### TASK DIRECTIONS
Copy out the stretch of rows from the line with "Where can the black" through the line with "x=481, y=87", keeping every character the same and including both of those lines.

### GIVEN ENTRIES
────

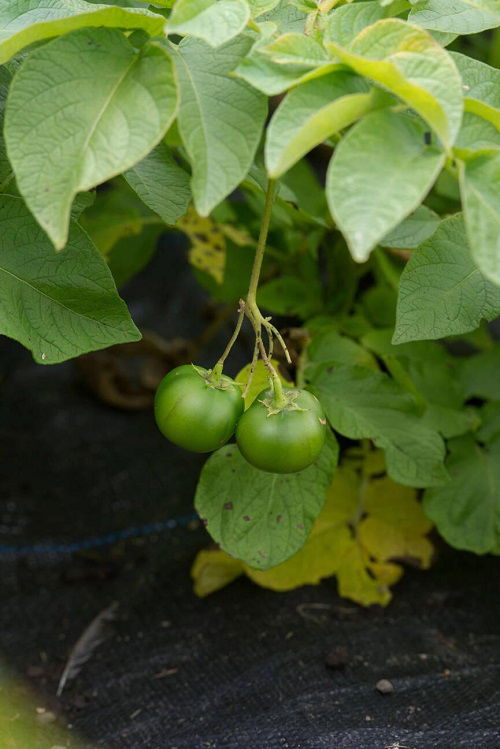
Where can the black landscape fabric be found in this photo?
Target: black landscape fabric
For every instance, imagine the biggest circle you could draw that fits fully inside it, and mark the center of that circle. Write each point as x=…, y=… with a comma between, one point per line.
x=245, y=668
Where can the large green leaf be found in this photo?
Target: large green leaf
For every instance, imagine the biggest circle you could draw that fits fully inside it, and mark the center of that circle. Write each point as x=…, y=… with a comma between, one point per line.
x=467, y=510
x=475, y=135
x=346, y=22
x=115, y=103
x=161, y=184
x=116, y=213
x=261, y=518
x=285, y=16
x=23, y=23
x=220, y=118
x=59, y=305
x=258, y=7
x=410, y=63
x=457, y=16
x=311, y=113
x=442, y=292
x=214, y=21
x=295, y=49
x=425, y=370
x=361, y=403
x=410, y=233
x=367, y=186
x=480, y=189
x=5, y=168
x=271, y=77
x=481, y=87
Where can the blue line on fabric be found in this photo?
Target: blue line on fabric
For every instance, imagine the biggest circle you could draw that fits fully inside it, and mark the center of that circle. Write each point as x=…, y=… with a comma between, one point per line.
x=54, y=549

────

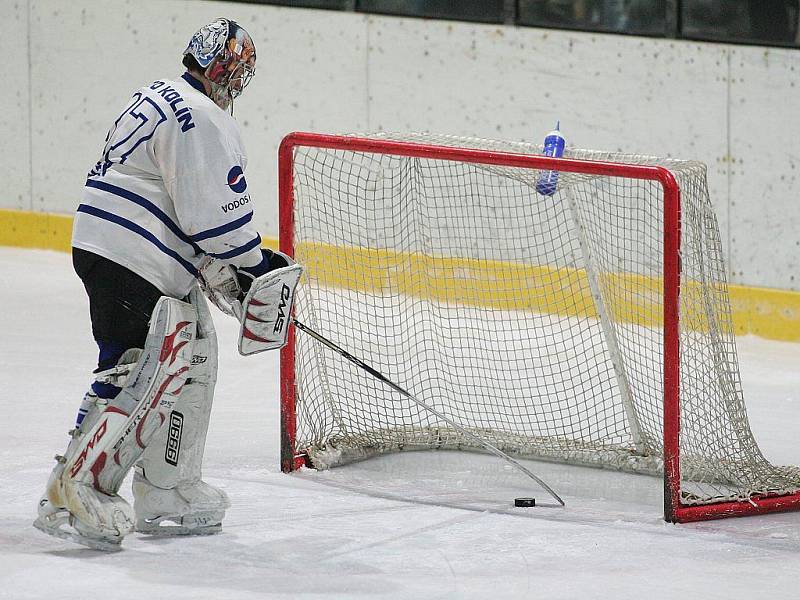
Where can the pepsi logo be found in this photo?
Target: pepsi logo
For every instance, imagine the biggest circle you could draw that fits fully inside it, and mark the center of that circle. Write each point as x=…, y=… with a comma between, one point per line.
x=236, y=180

────

### TASK OUTPUT
Where can the black landscape fabric be found in this photo?
Target: black landscape fabric
For every instance, imagine the biggest circle you could draw that fits fully inside it, and mark the center of that circle. Write each point as x=…, y=… with a comma between, one point per line.
x=245, y=668
Where can the large green leaf be found in this photo?
Target: large green leaf
For every instance, imagine the biggest circle you could draw that fits fully inside it, and mark the center of that circle. Write each point as x=…, y=… with a comma between, one point per line.
x=467, y=510
x=475, y=135
x=346, y=22
x=115, y=103
x=161, y=184
x=116, y=213
x=261, y=518
x=285, y=16
x=23, y=23
x=220, y=118
x=59, y=305
x=258, y=7
x=410, y=63
x=457, y=16
x=311, y=113
x=442, y=292
x=214, y=21
x=295, y=49
x=425, y=370
x=361, y=403
x=410, y=233
x=367, y=186
x=480, y=189
x=5, y=168
x=271, y=77
x=481, y=87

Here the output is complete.